START RECORDS

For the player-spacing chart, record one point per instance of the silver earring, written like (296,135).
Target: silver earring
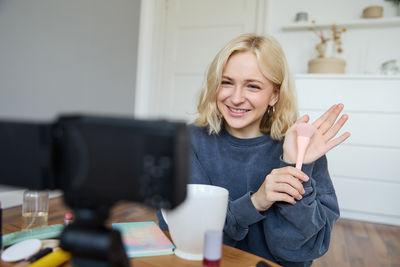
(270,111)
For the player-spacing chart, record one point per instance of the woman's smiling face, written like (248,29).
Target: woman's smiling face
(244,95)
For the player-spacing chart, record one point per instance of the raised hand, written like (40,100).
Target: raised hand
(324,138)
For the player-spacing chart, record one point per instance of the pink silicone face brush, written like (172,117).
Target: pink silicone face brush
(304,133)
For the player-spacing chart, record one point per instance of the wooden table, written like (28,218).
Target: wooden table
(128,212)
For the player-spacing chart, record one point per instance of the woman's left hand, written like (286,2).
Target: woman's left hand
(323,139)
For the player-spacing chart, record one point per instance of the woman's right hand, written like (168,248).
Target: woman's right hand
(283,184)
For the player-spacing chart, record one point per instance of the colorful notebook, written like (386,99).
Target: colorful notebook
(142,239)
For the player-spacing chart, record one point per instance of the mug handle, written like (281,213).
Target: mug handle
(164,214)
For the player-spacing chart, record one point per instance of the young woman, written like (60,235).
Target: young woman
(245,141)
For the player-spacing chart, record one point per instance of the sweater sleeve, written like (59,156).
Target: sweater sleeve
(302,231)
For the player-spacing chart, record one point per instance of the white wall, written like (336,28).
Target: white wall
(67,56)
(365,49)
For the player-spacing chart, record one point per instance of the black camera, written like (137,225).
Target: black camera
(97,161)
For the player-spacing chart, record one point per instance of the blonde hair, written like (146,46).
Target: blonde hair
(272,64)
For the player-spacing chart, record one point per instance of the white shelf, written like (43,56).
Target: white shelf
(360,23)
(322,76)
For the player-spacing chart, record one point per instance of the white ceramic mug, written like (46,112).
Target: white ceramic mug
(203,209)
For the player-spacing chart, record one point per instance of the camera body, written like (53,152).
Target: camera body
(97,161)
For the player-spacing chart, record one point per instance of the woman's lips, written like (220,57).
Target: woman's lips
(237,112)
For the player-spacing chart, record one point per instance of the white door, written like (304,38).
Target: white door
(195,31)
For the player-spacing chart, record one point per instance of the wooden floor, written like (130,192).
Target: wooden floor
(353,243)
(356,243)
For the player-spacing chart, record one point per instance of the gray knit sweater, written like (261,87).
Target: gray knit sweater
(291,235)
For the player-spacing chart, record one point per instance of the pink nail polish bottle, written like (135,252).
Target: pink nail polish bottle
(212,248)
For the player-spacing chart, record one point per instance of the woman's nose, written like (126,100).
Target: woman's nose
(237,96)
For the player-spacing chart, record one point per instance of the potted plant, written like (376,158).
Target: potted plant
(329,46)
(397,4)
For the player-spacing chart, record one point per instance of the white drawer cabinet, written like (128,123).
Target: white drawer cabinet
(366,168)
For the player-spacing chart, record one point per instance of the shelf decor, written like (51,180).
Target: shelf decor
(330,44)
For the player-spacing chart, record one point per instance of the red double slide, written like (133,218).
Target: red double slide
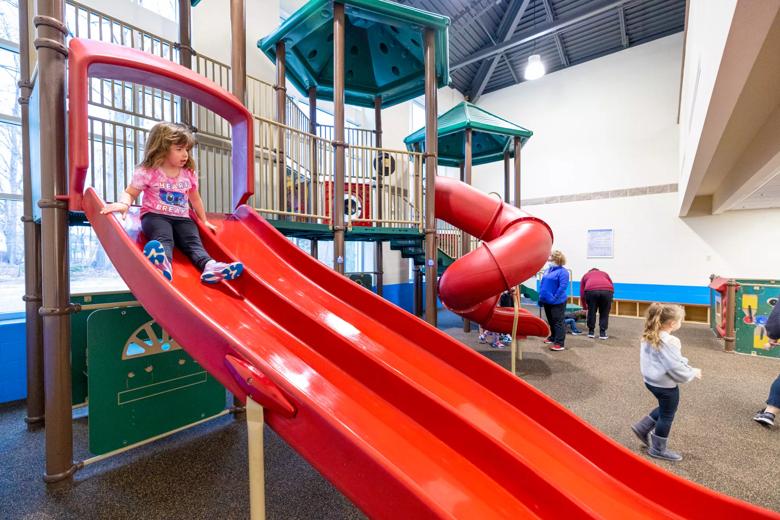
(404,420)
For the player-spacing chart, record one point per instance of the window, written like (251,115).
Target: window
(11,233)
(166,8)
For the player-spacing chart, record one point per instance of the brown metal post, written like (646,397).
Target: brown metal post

END RECORDS
START RECORDS

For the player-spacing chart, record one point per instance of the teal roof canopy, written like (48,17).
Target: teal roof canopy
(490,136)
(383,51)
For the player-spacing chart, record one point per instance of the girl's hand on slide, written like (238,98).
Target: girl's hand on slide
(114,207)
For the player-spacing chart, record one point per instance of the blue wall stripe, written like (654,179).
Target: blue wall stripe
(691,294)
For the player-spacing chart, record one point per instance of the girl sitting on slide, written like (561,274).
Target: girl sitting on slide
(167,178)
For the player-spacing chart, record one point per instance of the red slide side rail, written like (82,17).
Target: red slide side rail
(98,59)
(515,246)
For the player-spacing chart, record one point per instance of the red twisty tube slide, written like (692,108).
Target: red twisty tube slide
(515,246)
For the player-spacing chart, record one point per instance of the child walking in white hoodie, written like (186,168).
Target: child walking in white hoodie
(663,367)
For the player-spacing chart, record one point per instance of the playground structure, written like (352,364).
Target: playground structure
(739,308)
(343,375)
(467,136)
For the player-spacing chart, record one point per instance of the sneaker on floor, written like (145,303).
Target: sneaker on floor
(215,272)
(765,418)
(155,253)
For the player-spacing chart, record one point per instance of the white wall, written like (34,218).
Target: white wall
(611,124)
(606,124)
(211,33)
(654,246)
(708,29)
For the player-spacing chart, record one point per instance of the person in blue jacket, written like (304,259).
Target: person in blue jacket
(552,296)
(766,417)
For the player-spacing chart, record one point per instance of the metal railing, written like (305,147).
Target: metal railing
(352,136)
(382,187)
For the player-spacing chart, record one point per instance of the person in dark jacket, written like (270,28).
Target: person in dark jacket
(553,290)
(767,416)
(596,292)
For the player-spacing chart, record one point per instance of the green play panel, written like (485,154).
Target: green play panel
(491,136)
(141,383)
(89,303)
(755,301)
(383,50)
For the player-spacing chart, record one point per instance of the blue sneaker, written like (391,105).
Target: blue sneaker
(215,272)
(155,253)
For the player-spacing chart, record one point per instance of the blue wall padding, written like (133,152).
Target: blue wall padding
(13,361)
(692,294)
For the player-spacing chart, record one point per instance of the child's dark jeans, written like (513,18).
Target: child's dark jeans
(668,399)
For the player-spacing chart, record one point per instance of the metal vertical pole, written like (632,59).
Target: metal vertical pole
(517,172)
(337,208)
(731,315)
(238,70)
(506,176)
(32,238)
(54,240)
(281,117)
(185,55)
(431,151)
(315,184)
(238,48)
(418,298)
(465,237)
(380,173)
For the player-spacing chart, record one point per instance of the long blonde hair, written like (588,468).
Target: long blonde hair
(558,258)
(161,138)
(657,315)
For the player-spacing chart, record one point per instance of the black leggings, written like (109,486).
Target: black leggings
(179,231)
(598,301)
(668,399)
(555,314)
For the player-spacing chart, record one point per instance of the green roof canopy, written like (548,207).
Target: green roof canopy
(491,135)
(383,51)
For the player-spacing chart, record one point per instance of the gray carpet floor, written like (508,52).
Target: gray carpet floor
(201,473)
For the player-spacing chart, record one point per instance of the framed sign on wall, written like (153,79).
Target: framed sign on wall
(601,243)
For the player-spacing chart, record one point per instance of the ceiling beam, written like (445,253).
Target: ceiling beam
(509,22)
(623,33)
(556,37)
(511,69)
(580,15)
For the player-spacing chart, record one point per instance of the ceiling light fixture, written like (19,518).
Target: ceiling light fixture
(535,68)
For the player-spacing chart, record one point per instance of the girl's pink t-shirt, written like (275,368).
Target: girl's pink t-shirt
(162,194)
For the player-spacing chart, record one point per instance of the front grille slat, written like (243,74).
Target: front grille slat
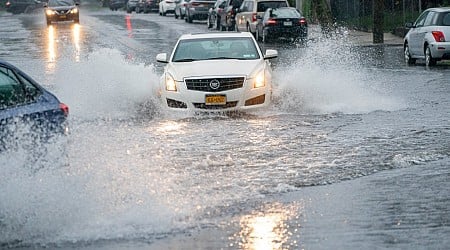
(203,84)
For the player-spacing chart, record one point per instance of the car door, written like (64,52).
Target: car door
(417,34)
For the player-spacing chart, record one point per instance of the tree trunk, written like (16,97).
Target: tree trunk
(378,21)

END RECORDS

**EXERCISE REQUIREMENTS**.
In the records above, find the line with "Target: white door" and the line with "Target: brown metal post", then restate word for word only those two lines and all lines between, omitting pictures.

**YOUR RESPONSE**.
Target: white door
(195,31)
For the player-spacing chart, record one point per instance of the wooden floor, written like (130,192).
Target: wooden floor
(353,243)
(356,243)
For the player-spacing chart, record one point per instance of the gray knit sweater, written like (261,87).
Target: gray knit sweater
(291,235)
For the player-spacing chart, record one point per instance of the pink nail polish bottle, written like (135,252).
Target: pink nail polish bottle
(212,248)
For the player-spacing chart, record one point per instance of the woman's nose, written like (126,100).
Target: woman's nose
(237,96)
For the player-spacing chart, record one point per instance of the potted plant, written like (376,158).
Target: potted plant
(329,46)
(397,4)
For the player-spacing chart, record one point per instance of the white drawer cabinet, written like (128,123).
Target: white drawer cabinet
(366,168)
For the player-spacing chart, record one point per instance of the shelf decor, written like (51,180).
Target: shelf decor
(330,44)
For the player-spacing chart, record one point per instance of the red double slide, written like (133,218).
Target: red double slide
(404,420)
For the player-spacing chart, record one point per instance of the window, written like (251,115).
Target: window
(11,233)
(166,8)
For the player-spacing chart, record one point per instance of the brown metal post, written like (646,397).
Target: brown metal post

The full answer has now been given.